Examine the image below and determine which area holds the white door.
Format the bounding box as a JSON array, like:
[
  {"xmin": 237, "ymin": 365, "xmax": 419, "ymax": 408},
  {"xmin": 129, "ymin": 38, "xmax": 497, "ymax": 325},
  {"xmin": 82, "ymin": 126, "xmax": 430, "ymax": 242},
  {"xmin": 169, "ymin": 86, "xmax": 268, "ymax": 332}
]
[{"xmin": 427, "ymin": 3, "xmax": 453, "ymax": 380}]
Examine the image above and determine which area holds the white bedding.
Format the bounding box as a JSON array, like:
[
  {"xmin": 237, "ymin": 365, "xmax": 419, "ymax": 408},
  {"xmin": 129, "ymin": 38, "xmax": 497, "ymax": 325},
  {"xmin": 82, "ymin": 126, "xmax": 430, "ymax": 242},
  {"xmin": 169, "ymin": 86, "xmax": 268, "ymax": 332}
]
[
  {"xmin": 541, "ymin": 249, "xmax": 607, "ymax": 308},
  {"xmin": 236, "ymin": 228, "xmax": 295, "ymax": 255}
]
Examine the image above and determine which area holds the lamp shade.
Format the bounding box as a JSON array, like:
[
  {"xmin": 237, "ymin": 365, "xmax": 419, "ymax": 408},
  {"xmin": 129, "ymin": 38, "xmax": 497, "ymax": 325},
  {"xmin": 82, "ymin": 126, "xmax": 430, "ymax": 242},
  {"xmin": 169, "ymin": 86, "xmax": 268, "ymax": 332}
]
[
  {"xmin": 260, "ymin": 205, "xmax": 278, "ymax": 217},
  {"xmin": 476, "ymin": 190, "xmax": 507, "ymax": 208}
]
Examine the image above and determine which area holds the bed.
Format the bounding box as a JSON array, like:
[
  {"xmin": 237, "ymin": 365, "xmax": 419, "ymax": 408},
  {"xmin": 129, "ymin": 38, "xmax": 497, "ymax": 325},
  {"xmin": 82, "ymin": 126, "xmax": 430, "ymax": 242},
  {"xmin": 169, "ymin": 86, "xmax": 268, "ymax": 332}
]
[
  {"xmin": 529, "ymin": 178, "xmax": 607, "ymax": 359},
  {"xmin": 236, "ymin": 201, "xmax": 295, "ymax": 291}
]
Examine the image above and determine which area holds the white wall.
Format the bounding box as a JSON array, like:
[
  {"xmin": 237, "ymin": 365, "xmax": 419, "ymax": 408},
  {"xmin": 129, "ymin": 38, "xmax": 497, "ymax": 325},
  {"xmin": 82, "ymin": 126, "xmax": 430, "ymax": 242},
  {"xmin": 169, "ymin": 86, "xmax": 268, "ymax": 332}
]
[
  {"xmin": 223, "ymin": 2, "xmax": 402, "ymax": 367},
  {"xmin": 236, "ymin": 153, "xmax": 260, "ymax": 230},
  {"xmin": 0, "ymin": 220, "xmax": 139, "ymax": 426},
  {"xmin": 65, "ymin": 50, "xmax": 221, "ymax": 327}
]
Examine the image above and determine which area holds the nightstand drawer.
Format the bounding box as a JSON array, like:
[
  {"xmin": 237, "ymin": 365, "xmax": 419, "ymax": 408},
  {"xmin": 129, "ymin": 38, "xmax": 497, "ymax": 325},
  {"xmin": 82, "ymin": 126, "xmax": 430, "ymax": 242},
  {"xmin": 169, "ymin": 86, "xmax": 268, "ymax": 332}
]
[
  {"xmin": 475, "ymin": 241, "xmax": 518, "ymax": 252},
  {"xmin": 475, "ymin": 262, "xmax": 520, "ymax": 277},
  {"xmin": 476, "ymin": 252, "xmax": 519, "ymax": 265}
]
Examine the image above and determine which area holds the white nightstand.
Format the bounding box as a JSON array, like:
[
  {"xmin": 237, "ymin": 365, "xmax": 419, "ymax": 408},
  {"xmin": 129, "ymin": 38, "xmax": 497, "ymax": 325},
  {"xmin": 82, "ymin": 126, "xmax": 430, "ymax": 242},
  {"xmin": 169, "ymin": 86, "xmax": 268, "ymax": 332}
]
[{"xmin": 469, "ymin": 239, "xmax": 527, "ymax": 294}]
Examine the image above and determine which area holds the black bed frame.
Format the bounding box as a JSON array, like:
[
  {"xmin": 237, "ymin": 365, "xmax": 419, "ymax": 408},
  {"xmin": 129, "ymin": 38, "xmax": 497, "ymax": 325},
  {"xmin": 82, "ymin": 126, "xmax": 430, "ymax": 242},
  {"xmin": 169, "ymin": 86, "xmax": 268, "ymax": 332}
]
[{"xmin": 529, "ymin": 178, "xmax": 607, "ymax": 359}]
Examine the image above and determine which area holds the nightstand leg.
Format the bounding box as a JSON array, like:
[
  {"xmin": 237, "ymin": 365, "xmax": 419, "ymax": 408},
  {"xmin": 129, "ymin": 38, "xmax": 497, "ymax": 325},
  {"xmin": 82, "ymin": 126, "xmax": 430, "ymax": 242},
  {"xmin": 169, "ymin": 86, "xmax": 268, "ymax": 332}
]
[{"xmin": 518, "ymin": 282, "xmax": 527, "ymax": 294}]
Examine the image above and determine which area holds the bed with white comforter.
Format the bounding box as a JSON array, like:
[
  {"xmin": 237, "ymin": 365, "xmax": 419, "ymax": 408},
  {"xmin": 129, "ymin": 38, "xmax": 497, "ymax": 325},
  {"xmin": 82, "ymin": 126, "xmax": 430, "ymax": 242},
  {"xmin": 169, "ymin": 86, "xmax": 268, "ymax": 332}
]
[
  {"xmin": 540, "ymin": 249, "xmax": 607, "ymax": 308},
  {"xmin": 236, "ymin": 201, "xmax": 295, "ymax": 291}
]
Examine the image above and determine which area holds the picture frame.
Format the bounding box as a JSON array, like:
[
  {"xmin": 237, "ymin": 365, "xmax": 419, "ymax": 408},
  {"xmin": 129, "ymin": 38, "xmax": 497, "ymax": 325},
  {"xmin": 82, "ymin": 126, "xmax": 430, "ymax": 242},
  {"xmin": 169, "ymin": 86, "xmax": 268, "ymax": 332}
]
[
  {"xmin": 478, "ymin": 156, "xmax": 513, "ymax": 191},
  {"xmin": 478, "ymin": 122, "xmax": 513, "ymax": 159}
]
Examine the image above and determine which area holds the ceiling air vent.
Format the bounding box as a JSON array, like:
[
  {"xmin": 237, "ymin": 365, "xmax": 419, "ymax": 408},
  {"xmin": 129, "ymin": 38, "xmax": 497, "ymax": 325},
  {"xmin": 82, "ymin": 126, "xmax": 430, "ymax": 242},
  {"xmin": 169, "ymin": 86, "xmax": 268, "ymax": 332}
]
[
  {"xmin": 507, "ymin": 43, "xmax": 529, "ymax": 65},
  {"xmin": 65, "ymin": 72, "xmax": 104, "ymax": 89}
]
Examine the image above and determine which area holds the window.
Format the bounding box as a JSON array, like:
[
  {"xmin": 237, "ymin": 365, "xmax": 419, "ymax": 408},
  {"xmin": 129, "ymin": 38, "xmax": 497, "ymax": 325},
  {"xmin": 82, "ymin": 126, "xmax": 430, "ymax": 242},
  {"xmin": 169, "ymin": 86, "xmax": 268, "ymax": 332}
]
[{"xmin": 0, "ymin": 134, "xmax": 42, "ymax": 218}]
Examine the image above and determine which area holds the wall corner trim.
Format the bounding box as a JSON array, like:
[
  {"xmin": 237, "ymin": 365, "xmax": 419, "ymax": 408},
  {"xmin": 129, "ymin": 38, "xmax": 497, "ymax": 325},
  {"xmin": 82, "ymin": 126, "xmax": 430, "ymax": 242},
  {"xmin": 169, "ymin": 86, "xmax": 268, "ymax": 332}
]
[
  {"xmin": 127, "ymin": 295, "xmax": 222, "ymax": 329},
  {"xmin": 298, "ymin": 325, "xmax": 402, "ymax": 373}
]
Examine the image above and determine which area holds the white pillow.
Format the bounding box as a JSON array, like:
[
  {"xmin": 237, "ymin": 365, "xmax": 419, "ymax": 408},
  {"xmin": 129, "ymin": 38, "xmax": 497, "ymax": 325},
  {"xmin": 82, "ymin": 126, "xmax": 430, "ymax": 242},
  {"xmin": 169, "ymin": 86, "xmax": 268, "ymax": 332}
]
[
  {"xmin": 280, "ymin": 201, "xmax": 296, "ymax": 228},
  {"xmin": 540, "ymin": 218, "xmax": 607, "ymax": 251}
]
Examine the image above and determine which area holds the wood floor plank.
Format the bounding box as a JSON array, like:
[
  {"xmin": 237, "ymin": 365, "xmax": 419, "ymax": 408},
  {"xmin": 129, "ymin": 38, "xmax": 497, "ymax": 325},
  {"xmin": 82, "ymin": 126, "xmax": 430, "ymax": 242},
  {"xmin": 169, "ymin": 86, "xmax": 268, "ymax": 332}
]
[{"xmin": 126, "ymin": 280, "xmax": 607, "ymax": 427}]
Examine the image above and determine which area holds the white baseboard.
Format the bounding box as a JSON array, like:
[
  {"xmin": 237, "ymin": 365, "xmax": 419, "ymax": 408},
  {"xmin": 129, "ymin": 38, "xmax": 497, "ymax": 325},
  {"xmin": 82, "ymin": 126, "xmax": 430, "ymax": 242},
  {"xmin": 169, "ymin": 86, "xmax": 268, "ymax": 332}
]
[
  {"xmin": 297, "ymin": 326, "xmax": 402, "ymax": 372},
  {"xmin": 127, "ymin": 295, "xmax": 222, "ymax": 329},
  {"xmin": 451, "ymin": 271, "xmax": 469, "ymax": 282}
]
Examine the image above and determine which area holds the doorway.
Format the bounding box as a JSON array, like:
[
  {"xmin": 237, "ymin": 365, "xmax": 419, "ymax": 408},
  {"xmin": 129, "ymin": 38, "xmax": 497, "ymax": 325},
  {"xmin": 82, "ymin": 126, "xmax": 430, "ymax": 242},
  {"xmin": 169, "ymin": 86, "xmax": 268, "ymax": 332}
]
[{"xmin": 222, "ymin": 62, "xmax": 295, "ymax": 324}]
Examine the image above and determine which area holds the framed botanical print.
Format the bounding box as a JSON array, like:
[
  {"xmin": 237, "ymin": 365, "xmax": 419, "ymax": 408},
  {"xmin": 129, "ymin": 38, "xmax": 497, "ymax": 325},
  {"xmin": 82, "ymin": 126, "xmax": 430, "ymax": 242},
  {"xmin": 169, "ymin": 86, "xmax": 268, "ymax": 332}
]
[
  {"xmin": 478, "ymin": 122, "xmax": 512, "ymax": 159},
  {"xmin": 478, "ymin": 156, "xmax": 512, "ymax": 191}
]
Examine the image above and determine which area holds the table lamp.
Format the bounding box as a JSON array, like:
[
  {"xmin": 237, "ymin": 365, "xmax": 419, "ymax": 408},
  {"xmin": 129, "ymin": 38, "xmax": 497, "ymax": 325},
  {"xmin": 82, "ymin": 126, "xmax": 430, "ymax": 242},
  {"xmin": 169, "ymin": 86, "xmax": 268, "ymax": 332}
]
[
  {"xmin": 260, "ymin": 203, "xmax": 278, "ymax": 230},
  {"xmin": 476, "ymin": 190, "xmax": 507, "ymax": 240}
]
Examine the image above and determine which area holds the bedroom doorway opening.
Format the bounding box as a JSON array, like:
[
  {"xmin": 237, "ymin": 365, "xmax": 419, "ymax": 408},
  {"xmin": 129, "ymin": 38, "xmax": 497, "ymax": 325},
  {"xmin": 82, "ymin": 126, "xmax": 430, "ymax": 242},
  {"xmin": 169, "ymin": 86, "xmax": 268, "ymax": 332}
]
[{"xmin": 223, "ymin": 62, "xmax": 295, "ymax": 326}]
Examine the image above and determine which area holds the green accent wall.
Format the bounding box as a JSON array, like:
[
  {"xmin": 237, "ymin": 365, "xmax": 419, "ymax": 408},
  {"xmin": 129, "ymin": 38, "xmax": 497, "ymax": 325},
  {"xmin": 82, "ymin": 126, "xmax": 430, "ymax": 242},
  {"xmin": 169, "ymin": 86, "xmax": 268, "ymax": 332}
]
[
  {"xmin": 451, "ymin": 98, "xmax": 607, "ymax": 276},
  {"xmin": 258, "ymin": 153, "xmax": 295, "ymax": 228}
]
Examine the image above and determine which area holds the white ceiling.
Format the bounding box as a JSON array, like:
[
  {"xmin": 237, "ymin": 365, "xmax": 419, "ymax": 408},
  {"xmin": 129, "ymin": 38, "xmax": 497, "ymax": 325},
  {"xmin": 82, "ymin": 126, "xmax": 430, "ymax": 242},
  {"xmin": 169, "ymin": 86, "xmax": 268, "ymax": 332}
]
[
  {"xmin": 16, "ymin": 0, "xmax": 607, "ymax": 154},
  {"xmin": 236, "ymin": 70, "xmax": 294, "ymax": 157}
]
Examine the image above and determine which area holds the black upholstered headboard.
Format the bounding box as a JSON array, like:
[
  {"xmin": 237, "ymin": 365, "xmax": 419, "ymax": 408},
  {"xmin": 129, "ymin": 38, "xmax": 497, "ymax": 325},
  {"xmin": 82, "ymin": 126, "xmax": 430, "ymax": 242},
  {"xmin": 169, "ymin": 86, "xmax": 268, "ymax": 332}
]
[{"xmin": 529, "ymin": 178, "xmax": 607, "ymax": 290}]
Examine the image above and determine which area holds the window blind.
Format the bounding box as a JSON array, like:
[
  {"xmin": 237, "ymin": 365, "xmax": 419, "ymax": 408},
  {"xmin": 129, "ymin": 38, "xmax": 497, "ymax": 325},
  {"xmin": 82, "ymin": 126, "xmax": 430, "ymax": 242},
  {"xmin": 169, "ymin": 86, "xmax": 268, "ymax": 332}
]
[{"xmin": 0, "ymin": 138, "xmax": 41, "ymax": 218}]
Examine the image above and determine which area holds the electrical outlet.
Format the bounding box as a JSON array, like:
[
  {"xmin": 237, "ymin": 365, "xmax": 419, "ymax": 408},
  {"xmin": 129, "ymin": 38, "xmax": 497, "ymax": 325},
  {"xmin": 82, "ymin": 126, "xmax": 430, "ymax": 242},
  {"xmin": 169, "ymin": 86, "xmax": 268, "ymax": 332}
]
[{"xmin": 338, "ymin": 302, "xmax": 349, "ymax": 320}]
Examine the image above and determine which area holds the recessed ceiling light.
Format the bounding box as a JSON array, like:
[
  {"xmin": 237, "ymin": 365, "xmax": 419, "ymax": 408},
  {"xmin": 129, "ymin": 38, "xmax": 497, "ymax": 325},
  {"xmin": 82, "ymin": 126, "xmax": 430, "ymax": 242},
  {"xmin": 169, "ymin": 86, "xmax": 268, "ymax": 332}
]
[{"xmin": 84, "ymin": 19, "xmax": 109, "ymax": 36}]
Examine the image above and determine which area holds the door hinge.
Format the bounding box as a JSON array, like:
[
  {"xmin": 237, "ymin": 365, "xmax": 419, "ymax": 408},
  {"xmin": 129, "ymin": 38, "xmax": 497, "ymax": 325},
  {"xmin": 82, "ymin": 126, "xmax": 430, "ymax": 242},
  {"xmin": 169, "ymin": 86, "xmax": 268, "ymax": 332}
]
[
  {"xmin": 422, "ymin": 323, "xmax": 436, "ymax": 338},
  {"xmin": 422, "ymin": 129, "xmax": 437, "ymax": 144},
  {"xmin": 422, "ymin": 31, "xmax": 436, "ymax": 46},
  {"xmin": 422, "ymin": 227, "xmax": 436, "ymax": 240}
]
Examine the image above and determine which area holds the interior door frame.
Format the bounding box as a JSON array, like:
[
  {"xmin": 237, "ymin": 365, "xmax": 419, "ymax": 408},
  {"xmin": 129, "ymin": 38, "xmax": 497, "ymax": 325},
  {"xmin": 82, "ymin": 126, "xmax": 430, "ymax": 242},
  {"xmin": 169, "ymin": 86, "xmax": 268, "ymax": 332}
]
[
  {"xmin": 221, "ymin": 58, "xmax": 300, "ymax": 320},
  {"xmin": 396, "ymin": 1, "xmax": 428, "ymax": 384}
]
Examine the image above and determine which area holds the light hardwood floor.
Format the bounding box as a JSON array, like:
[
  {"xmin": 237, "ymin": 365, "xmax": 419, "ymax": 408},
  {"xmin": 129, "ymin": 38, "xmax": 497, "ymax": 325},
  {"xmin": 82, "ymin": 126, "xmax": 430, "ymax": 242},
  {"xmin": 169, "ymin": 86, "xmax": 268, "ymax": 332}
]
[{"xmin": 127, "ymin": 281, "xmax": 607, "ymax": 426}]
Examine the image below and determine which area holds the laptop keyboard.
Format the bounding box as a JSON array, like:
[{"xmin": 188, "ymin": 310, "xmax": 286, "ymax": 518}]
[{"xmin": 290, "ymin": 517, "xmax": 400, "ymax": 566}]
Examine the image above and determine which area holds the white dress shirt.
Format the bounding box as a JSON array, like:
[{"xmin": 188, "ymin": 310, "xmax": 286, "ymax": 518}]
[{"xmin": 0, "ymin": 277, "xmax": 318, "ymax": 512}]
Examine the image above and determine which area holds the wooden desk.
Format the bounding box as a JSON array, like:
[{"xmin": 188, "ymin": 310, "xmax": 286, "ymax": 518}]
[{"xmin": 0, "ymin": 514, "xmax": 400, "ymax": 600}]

::::::::

▶ EXERCISE DETAILS: Reproduce the listing above exactly from the line containing "the laptop keyboard." through its last line, with both of those lines included.

▶ ANSWER FOR THE TASK:
Examine the image below and determine which area holds the laptop keyboard.
Format the bounding box as a JSON array, like:
[{"xmin": 188, "ymin": 310, "xmax": 286, "ymax": 518}]
[{"xmin": 290, "ymin": 517, "xmax": 400, "ymax": 566}]
Examine the image above and determine which area holds the white dress shirt.
Format the bounding box as a JSON array, like:
[{"xmin": 188, "ymin": 310, "xmax": 286, "ymax": 518}]
[{"xmin": 0, "ymin": 277, "xmax": 318, "ymax": 512}]
Examine the image above and determine which area holds the wooden desk.
Format the bounding box as a JSON array, like:
[{"xmin": 188, "ymin": 310, "xmax": 286, "ymax": 518}]
[{"xmin": 0, "ymin": 514, "xmax": 400, "ymax": 600}]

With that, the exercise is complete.